Extract provided
● ● ● ● ●
Symposium: Ensuring children’s cognitive and physical development through animal source foods
Event Information
Well-nourished populations, especially women and children, are the central focus of efforts to nurture development and increase resilience of vulnerable households and communities. With more than one in four of its 856 million people undernourished, Sub-Saharan Africa remains the world’s most food-insecure region. In the six African countries where the Innovation Lab works, societies are mostly rural and up to 80% of the populations depend on livestock for their livelihoods. The Feed the Future Innovation Lab for Livestock Systems adopts an inter-disciplinary and applied research approach that sustainably increases animal-source food production and consumption to improve the nutrition and resilience of the poor, and ultimately contribute to strengthening the social and institutional capacities in these countries.
● ● ● ● ●
Work order
Continue the event description for the symposium on animal source foods and child development, picking up after its final sentence.
● ● ● ● ●
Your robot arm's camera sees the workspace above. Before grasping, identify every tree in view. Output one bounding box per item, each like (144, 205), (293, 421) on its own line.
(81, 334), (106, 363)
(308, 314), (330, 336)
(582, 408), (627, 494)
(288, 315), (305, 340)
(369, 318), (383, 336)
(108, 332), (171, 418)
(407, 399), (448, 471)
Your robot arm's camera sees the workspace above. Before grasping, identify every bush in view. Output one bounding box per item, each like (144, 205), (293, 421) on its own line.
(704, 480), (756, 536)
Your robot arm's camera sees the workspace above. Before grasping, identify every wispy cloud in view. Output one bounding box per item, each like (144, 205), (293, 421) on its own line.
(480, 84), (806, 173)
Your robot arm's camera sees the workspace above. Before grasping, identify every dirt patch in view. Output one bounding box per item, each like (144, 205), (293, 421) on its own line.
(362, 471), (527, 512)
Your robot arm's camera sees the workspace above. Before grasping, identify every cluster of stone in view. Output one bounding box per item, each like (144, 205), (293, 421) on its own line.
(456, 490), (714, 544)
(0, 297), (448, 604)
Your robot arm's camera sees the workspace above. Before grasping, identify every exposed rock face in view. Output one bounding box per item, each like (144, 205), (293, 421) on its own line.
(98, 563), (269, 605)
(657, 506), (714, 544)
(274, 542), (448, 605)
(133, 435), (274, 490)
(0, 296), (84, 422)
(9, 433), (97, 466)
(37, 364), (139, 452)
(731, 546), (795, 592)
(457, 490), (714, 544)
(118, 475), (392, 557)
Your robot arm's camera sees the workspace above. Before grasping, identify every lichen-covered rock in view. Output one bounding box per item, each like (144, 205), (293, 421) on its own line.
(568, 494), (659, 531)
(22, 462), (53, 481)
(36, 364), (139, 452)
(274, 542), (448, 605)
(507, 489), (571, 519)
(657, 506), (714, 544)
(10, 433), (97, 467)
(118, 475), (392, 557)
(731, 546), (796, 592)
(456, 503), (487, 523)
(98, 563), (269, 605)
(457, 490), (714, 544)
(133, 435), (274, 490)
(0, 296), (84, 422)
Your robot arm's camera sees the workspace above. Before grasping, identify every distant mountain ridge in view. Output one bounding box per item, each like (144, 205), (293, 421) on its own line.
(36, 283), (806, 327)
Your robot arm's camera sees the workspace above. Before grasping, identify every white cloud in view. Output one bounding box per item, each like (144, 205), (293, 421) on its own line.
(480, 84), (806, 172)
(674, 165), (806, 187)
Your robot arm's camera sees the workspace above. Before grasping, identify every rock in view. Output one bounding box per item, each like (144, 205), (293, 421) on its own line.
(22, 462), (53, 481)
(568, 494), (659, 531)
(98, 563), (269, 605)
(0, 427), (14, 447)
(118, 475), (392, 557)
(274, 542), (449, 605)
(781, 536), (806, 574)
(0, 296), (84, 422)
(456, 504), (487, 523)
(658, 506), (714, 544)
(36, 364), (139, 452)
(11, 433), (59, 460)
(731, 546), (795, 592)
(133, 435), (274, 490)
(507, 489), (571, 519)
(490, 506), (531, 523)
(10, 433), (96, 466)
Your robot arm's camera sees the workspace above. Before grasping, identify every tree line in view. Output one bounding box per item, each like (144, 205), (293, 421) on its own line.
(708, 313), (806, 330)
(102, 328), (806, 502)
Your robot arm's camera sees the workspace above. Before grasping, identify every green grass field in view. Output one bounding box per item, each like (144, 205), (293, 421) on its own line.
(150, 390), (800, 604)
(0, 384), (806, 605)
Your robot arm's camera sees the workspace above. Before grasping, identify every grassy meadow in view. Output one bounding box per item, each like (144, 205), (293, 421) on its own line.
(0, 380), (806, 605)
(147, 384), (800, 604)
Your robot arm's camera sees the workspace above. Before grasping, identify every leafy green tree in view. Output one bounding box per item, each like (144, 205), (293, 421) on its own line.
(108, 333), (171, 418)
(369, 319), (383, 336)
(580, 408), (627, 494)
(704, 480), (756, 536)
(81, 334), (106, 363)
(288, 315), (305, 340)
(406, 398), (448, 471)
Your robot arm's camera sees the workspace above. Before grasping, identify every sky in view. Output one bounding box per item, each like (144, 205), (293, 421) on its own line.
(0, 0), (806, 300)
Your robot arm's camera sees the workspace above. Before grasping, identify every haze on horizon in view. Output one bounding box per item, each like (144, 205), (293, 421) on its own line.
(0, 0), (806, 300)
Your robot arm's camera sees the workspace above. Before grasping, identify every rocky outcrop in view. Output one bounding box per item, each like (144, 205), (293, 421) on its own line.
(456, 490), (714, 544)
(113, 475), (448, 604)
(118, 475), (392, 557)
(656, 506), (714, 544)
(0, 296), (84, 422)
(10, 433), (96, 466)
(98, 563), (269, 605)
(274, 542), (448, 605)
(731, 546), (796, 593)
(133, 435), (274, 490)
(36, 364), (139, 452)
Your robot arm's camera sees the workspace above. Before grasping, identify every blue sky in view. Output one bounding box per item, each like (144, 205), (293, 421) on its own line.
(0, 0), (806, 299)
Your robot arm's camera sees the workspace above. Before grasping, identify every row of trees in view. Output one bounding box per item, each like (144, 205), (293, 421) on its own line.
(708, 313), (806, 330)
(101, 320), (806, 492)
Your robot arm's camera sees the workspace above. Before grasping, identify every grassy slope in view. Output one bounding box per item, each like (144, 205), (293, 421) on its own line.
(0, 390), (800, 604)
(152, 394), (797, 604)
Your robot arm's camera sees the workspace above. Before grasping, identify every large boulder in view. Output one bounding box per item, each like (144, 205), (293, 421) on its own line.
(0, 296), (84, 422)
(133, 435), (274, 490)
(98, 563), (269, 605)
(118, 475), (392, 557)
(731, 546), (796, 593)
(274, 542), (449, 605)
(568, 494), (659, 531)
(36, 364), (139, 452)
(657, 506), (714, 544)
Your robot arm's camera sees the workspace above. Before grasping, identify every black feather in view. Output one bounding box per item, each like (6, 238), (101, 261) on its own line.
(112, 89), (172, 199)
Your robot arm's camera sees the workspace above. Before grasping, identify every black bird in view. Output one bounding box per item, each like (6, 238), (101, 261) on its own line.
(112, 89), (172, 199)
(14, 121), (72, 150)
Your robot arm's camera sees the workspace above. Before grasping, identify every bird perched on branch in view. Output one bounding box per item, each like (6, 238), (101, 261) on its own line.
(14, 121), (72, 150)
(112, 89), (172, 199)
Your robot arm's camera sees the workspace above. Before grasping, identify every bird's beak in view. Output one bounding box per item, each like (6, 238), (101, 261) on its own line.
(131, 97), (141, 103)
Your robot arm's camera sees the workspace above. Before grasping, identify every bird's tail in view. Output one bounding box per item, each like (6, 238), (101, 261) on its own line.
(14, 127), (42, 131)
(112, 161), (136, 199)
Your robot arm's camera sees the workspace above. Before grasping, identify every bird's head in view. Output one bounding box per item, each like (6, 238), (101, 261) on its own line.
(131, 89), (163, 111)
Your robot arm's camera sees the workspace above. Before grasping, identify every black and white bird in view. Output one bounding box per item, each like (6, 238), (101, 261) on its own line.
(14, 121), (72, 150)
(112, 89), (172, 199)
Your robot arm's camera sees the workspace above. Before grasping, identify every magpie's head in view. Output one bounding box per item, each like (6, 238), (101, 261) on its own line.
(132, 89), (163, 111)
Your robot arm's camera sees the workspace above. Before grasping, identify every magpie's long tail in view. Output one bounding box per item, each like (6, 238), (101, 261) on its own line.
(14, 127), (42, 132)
● ● ● ● ●
Written answer
Focus
The symposium will explore the realities, implications, and impacts of chronic malnutrition, which leads to stunting or reduced height for age. It will emphasize that increased attention should be given to understanding and exploiting the benefits and minimizing risks associated with consumption of animal-source foods (ASF), i.e. meat, cheese, milk and eggs, by the vulnerable, especially children and women. It will also discuss the importance of addressing complementary factors that influence stunting such as Water, Hygiene and Sanitation (WASH), gut health, and animal-source food contaminants like aflatoxin and food borne-pathogens.